* _OBJECTIVES_:
#1 From the passage on the flowchart program, quote the section that begins with the words containing "1. Submit a" and ends with "on the switch.".
#2 According to the passage on the flowchart program, why was adding new flowchart nodes challenging? Answer in one to three sentences.

1. Submit a query to the controller which specifies which fields to filter on, which fields to aggregate on, which fields to reduce on and what reduction function to apply, and how long to run the query for.
2. Allow this query to run on the switch.
3. The switch hardware emits IPFIX packets, which are collected by IPFIXCOL2 and re-emitted as JSON, which is sent to the controller
4. The controller collects all the JSON lines coming in and re-emits them as a blob to the address that submitted the initial This was a good foundation, but it only goes about halfway to being useful: You need some program that submits queries and does something interesting with the results. The natural starting point for our research was to try and emulate the Sonata query set, which we could hard code as independent programs, but this seemed like a good way to generate a lot of duplicate effort. Luckily, we had an initial version of what our advisor termed “the flowchart program”, where you would specify a flowchart of STQL queries, result parsers, and decision branches in an XML file and run. We very quickly had hit the limits of this system when trying to implement anything nontrivial, as we would have to code up new flowchart nodes when we wanted to do something extremely complex and abstract like average two values. Furthermore adding new flowchart nodes was challenging since they had to each be compiled and linked as dynamic libraries, and we did not have a good interface for actually creating flowcharts.

* _SUPPLIED INFORMATION_:
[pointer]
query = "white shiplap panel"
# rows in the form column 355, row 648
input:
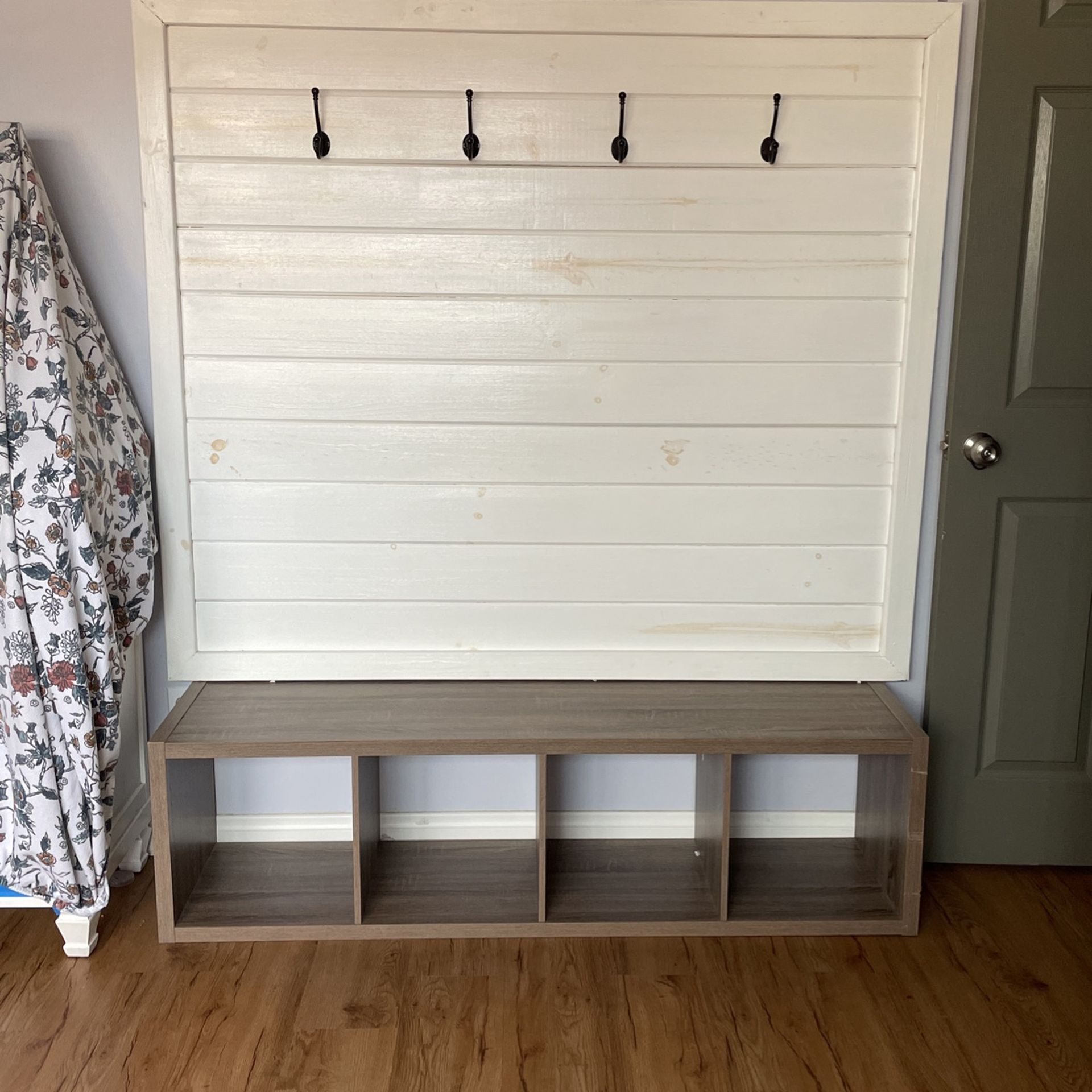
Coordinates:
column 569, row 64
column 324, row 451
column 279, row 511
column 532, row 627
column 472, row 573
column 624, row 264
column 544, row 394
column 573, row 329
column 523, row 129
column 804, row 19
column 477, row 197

* _RESULTS OF THE EXERCISE_:
#1
1. Submit a query to the controller which specifies which fields to filter on, which fields to aggregate on, which fields to reduce on and what reduction function to apply, and how long to run the query for.
2. Allow this query to run on the switch.

#2 Each new node had to be compiled and linked as a dynamic library. There was also no good interface for actually creating flowcharts.